To do:
A: Write out the passage on urinary incontinence in dogs word for word, starting at "How is Urinary Incontinence diagnosed?" and ending at "the urinary incontinence.".
B: List the side effects of Propalin named in the passage on urinary incontinence in dogs.
C: Carry on the passage on urinary incontinence in dogs from its last sentence.
::: Document passage :::
Urinary incontinence is seen far more commonly in female dogs than in male dogs and this is because the main mechanism that causes incontinence is related to spaying. The female sex hormone, oestrogen plays a part in keeping the sphincters tight and therefore retaining urine in the bladder. After a bitch has been neutered, levels of oestrogen are lower and this can lead to “Sphincter Mechanism Incompetence” or SMI which is the most common cause of urinary incontinence in female dogs. Urinary incontinence is however able to be managed with medications as discussed below so the potential for developing SMI does not outweigh the benefits of neutering.

How is Urinary Incontinence diagnosed?

Urinary incontinence is mainly diagnosed from the history and clinical signs of involuntary leaking of urine. Often a urine sample will be assessed to check for any signs of a urinary tract infection that may be compounding the problem. Blood tests may also be recommended to check kidney function and to screen for diseases that may be causing an increased thirst which will again worsen the urinary incontinence.

In cases of urinary incontinence in younger animals where an anatomical deformity of the urinary tract is suspected then imaging of the urinary tract may also be advised. This may include ultrasound scans and x-rays of the urinary tract.

How is urinary incontinence treated?

Propalin

This is a liquid medication that is given orally three times a day. The volume of liquid given is dependent on the weight of your dog. The active ingredient is phenylpropanolamine. The branch of the nervous system that is involved in retaining urine in the bladder is the sympathetic nervous system and phenylpropanolamine is a sympathomimetic which means it mimics the nerves of the sympathetic nervous system, causing the muscular sphincters to tighten and stop the leaking of urine. Propalin can have some side effects such as diarrhoea and a raised heart rate and blood pressure.
::: Data excerpts :::
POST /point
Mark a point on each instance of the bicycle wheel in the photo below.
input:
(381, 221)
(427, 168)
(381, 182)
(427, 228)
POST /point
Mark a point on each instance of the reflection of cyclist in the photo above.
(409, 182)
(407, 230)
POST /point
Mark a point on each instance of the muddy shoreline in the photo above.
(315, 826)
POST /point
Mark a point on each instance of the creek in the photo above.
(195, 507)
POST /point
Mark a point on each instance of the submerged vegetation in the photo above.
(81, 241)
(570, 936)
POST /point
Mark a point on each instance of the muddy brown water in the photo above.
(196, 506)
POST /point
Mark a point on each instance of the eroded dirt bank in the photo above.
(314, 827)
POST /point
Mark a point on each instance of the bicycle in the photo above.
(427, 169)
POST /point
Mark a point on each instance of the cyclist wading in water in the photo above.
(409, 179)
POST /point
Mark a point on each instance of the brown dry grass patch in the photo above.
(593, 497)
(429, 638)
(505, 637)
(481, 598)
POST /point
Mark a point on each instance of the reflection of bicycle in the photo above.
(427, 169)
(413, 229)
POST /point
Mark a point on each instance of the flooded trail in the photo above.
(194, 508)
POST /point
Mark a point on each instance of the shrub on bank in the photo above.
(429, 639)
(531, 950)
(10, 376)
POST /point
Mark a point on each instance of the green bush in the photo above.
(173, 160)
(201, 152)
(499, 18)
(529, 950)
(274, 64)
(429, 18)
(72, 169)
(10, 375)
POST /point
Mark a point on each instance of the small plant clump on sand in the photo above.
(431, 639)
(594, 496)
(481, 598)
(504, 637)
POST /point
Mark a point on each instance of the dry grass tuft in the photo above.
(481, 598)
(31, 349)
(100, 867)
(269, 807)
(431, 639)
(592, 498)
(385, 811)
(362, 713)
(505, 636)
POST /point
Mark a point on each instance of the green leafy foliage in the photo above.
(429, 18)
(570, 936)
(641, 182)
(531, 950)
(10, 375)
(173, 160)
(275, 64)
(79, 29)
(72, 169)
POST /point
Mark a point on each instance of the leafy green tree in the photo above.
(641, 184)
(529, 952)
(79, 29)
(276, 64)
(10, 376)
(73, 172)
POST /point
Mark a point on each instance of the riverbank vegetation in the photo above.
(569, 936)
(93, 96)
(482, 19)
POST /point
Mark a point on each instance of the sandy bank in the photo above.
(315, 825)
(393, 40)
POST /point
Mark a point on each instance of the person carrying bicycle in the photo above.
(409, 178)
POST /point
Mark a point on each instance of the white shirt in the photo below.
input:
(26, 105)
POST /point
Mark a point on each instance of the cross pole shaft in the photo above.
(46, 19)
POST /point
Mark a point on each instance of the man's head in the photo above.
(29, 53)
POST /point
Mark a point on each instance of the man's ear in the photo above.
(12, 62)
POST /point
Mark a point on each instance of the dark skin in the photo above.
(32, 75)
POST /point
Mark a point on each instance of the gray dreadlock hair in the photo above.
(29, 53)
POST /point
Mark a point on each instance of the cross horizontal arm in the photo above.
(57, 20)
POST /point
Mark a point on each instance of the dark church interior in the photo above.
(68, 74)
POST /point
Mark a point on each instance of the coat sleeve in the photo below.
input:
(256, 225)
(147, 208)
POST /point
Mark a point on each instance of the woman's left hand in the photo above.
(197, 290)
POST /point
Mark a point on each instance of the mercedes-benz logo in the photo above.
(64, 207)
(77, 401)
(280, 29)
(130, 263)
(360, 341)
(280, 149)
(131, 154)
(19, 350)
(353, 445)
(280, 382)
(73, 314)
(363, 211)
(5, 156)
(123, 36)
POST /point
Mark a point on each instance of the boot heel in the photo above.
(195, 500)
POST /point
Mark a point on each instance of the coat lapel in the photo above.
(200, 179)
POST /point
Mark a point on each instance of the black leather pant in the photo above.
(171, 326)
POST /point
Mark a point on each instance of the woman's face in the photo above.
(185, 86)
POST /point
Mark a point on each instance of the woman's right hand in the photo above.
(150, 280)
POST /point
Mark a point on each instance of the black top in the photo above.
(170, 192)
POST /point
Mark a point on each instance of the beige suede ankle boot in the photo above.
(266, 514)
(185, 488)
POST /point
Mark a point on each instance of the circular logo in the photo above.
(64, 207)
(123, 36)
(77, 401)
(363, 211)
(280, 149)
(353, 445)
:::
Responses to the tasks:
A:
How is Urinary Incontinence diagnosed?

Urinary incontinence is mainly diagnosed from the history and clinical signs of involuntary leaking of urine. Often a urine sample will be assessed to check for any signs of a urinary tract infection that may be compounding the problem. Blood tests may also be recommended to check kidney function and to screen for diseases that may be causing an increased thirst which will again worsen the urinary incontinence.

B:
- Diarrhoea
- Raised heart rate
- Raised blood pressure

C:
Incurin

This is a medication in the form of a tablet. Dogs with urinary incontinence are given one tablet daily, regardless of their size. If this is not successful then the dose can be doubled. Incurin contains Estriol which is an oestrogen. It works by increasing the oestrogen levels which have been lowered by neutering which tightens the urethral sphincters and stops the leaking of urine. As a result of this mechanism of action, Estriol has only been shown to work in female dogs that have been neutered.

In some cases of urinary incontinence there are surgical options for treatment. When there are anatomical problems with the urinary tract and it has not formed correctly, these defects can be corrected surgically. The most common defect is ectopic ureters where the tubes that lead from the kidneys to the bladder are not positioned correctly on the bladder. These can be repositioned surgically to help rectify the incontinence.